■ **Completa quanto segue**
1: Riporta dal testo su Beck il brano che va da "Oltre il nazionalismo" fino a "ma profondamente riformati." compreso.
2: Nel testo su Beck, quale soluzione al disordine mondiale indicava il teorico della «società del rischio»?
3: Prosegui il testo su Beck e le diseguaglianze sociali dal punto in cui si interrompe.

■ **Testo dato**
= = = = = = =

Oltre il nazionalismo
Beck aveva risposto alle critiche, nel saggio Potere e contropotere nell’età globale (Laterza), che la crisi del liberismo mostrava semmai l’irrilevanza teorica di chi ormai guardava alla Terra come un mondo piatto, cioè senza conflitti. Ma nulla attestava l’inizio di una fase di «deglobalizzazione». La soluzione al disordine mondiale, sosteneva il teorico della «società del rischio», era inoltre a portata di mano. Si trattava di rendere operativa una democrazia cosmopolita che facesse tesoro della riduzione della sovranità nazionale, basata però sull’attivismo manifestato dalla società civile globale e sugli organismi sovranazionali esistenti, ma profondamente riformati.
È su questo crinale che si snoda il testo di Beck dedicato alle diseguaglianze sociali tanto all’interno delle realtà nazionali che a livello sovranazionale (Diseguaglianze senza confini, Laterza, pp.56, euro 9). Come è sua consuetudine, lo studioso colloca il tema in una prospettiva storica al fine di sottolineare l’esaurirsi della spinta propulsiva del «nazionalismo metodologico», che, in Europa e negli Stati Uniti, ha posto le diseguaglianze al di fuori dei confini in base alla loro irrilevanza politica. Così, mentre lo stato sociale operava a mitigarle sul piano interno, facendole diventare politicamente irrilevanti, le scienze sociali legittimavano quelle operanti sul piano globale attraverso attraverso una categoria, la povertà, che era però prerogativa del Sud del mondo. Le diseguaglianze erano cioè un residuo irrilevante sul piano nazionale, mentre la povertà era sempre collocata alla periferia del sistema-mondo.

= = = = = = =

(Righe estratte)
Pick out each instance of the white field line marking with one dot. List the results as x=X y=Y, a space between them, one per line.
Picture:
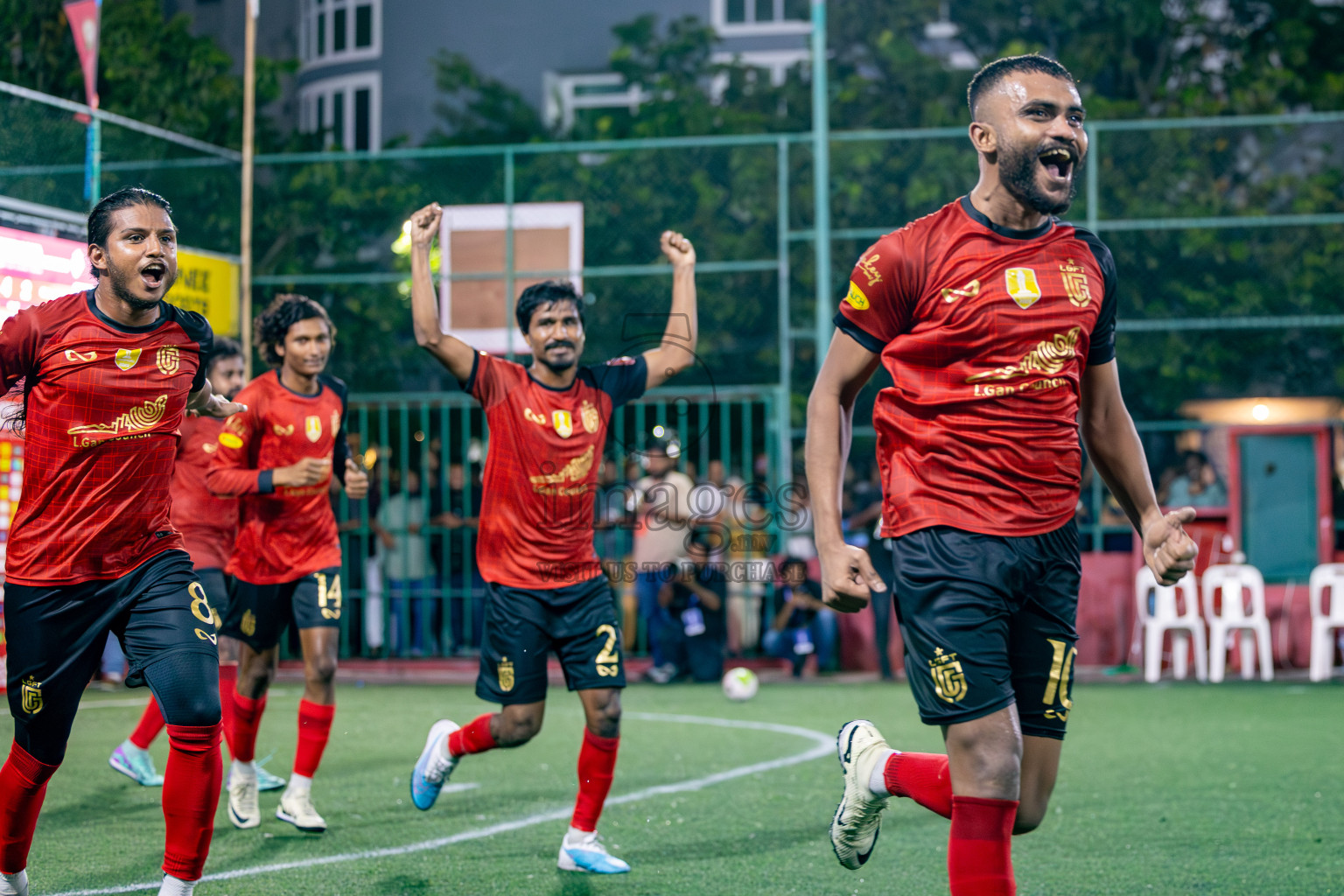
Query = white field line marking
x=120 y=703
x=822 y=746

= = = = = = =

■ **I risultati**
1:
Oltre il nazionalismo
Beck aveva risposto alle critiche, nel saggio Potere e contropotere nell’età globale (Laterza), che la crisi del liberismo mostrava semmai l’irrilevanza teorica di chi ormai guardava alla Terra come un mondo piatto, cioè senza conflitti. Ma nulla attestava l’inizio di una fase di «deglobalizzazione». La soluzione al disordine mondiale, sosteneva il teorico della «società del rischio», era inoltre a portata di mano. Si trattava di rendere operativa una democrazia cosmopolita che facesse tesoro della riduzione della sovranità nazionale, basata però sull’attivismo manifestato dalla società civile globale e sugli organismi sovranazionali esistenti, ma profondamente riformati.

2: Rendere operativa una democrazia cosmopolita, fondata sull'attivismo della società civile globale e su organismi sovranazionali profondamente riformati.

3:
L’ordine del discorso dominante era cioè vincolato al precetto di «volgere gli occhi altrove istituzionalizzato». La globalizzazione, tuttavia, aveva messo in rilievo l’ambiguità e l’ipocrisia teorica di tale analisi, dato che l’Unione europea è stata costruita, ma questo Beck evita di ricordarlo, proprio su politiche di esclusione e di «respingimento» dei migranti che esercitano il loro diritto alla mobilità non solo come fuga dalla povertà, ma come affermazione della loro indisponibilità a vivere nel regno della necessità. Ma quello che lo studioso tedesco invece sottolinea è che le diseguaglianze sono tornate ad essere politicamente rilevanti tanto in Europa che negli Stati Uniti.
Il divorzio tra politica e dominio
La novità di questi ultimi anni è che hanno raggiunto un livello di guardia che mette in discussione la tenuta delle società capitalistiche e mostra come il neoliberismo non sempre sia compatibile con la democrazia. Beck punta l’indice sull’avvenuta separazione tra politica (governo della cosa pubblica) e dominio (esercitato dalle élite globali), proponendo nuovamente un consolatorio sguardo cosmopolita come antidoto al populismo nazionalista e ai cantori del neoliberismo globale, prospettive politiche l’una complementare all’altra.
Pur nella sua brevità il saggio di Beck costringe a fare i conti su cosa sia il neoliberismo, in che rapporto sono le diseguaglianze con la povertà. E, infine, la domanda sempre dirimente: che fare?.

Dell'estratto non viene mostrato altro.